- Task prompt:
Please count the lines in the entries below that include the word "foliage", and give only the number.
Start of Task data
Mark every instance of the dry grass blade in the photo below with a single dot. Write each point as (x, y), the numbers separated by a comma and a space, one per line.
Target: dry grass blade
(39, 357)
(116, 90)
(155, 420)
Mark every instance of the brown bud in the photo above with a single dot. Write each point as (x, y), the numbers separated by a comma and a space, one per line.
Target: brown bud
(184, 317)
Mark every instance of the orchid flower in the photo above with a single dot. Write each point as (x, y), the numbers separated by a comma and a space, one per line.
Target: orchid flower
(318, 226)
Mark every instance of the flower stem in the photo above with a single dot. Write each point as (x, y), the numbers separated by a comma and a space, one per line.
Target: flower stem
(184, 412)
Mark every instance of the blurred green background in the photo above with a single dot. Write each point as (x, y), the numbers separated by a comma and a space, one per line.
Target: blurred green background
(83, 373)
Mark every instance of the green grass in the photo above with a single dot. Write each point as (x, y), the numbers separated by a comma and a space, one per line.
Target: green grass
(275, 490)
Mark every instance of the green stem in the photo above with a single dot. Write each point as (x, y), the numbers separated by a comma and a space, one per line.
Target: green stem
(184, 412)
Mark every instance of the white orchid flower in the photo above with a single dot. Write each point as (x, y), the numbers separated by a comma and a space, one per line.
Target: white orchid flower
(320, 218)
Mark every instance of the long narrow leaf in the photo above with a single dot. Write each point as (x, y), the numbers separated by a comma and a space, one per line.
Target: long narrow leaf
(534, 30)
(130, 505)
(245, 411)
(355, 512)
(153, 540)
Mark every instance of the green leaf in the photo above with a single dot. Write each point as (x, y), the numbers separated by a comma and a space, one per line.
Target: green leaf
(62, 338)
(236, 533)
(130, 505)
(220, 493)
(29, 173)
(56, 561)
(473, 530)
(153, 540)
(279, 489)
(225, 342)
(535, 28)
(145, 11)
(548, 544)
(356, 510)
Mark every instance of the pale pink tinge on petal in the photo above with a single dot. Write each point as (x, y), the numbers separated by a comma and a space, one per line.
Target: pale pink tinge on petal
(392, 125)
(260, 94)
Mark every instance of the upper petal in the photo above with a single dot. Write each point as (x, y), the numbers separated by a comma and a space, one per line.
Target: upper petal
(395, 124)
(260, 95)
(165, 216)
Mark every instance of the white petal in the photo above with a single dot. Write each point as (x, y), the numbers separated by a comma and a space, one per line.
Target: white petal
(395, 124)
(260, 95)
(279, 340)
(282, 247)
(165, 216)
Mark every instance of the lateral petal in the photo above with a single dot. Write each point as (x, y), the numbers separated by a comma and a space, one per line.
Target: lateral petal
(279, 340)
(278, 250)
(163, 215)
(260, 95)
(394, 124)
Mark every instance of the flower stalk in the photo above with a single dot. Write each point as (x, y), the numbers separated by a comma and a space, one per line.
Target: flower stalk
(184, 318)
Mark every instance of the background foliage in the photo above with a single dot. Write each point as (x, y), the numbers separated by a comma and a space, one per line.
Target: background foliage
End of Task data
- Output for this task:
2